> _RECORDS PROVIDED_:
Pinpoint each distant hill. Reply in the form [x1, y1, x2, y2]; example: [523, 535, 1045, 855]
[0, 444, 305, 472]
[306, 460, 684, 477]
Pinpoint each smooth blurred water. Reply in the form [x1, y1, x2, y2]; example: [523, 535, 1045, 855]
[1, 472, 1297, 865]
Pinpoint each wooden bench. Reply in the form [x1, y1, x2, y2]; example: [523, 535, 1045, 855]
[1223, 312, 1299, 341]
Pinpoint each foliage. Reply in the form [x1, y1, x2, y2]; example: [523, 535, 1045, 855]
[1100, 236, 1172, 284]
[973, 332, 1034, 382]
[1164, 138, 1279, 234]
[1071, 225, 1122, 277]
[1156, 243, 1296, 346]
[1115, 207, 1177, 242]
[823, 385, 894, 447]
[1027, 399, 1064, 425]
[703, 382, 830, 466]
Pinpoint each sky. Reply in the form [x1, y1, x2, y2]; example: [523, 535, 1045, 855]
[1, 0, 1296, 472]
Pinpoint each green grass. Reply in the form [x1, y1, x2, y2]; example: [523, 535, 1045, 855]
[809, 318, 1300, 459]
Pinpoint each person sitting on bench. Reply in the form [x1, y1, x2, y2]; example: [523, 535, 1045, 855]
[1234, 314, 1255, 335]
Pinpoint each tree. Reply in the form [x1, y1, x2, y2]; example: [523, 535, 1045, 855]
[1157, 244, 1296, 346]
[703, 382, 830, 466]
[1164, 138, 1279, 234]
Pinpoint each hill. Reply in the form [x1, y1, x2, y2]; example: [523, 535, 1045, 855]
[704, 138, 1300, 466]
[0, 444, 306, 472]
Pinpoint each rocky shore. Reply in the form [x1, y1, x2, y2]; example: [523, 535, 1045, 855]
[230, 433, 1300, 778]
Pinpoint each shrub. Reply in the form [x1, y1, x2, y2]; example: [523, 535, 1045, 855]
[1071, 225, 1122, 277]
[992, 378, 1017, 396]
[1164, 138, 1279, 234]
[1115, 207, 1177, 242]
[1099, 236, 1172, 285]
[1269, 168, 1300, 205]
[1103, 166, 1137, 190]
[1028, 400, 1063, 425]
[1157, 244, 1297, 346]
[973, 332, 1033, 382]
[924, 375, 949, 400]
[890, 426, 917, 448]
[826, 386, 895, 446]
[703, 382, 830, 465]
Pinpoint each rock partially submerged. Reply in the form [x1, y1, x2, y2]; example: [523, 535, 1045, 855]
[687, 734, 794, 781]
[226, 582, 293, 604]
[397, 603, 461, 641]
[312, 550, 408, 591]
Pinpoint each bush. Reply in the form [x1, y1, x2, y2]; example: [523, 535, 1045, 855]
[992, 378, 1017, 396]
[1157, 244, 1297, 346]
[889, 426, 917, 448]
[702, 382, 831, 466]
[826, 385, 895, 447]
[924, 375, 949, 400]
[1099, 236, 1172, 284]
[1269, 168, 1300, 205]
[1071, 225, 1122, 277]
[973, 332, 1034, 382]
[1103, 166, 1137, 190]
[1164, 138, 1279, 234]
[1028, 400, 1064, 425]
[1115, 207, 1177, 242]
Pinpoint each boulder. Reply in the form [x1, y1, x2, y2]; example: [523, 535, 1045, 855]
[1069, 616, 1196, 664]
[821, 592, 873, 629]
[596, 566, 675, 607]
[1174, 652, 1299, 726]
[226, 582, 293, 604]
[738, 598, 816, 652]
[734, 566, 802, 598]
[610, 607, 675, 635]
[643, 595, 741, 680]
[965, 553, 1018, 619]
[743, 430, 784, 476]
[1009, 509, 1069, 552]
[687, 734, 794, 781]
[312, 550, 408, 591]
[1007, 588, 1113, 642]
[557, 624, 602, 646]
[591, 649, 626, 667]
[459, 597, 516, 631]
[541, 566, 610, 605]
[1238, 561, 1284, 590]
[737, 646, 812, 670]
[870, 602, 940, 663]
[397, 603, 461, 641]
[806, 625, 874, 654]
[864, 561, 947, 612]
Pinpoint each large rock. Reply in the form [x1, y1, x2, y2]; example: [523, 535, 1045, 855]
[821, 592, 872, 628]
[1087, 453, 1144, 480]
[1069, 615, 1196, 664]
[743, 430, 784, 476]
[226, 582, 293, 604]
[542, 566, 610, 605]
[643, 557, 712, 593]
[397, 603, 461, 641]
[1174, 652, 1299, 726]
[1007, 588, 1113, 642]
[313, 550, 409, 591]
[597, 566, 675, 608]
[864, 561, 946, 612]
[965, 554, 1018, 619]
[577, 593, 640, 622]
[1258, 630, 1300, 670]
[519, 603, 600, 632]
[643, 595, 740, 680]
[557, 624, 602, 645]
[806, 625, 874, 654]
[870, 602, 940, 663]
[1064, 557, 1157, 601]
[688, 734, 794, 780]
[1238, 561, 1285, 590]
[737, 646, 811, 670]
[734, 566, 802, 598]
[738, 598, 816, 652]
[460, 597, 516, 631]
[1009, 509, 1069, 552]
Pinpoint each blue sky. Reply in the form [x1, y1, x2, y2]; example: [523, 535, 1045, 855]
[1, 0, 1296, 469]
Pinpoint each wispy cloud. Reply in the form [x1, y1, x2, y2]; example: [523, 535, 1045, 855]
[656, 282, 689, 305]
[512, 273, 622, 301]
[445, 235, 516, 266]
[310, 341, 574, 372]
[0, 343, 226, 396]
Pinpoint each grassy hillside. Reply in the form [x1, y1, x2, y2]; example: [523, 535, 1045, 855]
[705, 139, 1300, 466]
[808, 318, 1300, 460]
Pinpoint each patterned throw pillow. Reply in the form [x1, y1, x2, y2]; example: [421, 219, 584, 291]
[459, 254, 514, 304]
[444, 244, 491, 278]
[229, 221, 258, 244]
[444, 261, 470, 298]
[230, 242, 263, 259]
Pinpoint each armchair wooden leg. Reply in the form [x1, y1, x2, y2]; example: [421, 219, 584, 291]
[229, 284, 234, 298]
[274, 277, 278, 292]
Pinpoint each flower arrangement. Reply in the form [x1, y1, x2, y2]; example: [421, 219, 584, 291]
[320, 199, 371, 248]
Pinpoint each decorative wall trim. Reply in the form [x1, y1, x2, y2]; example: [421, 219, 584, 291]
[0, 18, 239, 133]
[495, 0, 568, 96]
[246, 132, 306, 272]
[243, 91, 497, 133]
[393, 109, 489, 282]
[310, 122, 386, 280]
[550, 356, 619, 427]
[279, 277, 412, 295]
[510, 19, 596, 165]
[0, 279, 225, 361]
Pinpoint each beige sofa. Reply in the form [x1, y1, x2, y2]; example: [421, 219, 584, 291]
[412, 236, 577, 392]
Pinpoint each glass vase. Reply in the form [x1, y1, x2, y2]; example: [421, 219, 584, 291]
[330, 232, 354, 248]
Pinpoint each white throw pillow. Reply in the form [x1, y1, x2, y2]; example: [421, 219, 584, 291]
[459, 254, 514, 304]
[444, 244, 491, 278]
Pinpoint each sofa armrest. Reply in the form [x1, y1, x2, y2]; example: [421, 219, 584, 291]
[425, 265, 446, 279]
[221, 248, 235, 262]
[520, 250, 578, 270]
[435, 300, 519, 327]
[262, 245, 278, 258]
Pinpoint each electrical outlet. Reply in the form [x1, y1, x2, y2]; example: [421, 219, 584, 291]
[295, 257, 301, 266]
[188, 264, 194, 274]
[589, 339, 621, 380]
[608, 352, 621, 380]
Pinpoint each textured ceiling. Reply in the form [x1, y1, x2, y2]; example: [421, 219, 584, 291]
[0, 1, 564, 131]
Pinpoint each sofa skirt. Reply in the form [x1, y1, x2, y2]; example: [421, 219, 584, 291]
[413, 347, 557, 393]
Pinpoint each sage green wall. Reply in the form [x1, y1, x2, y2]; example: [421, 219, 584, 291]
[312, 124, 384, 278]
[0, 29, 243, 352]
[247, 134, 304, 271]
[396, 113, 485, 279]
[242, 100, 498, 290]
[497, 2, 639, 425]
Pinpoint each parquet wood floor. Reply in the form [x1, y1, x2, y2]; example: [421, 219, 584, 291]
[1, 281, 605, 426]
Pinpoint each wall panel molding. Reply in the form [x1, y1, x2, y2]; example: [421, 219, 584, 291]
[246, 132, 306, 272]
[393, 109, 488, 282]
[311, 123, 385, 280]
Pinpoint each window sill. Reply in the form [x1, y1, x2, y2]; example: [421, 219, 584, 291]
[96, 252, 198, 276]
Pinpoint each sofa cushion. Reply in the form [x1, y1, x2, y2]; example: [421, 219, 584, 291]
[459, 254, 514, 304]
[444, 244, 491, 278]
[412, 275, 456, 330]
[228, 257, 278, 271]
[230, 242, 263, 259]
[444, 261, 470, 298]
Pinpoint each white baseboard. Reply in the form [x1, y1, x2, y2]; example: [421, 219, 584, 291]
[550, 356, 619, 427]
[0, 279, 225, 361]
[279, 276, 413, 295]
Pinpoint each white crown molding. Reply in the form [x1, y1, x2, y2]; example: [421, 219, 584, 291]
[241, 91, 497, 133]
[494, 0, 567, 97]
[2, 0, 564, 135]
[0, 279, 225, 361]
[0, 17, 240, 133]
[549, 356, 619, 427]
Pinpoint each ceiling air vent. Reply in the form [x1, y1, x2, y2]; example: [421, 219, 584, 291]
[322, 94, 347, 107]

> _DIRECTIONS_: The required output is every line from the one that holds "Pinpoint each ceiling" through the last line of the listing above, retyped exactly and with nothing else.

> _OUTPUT FOR THIS TASK_:
Pinpoint each ceiling air vent. Reply in the form [x1, y1, x2, y2]; example: [421, 219, 584, 291]
[322, 94, 347, 107]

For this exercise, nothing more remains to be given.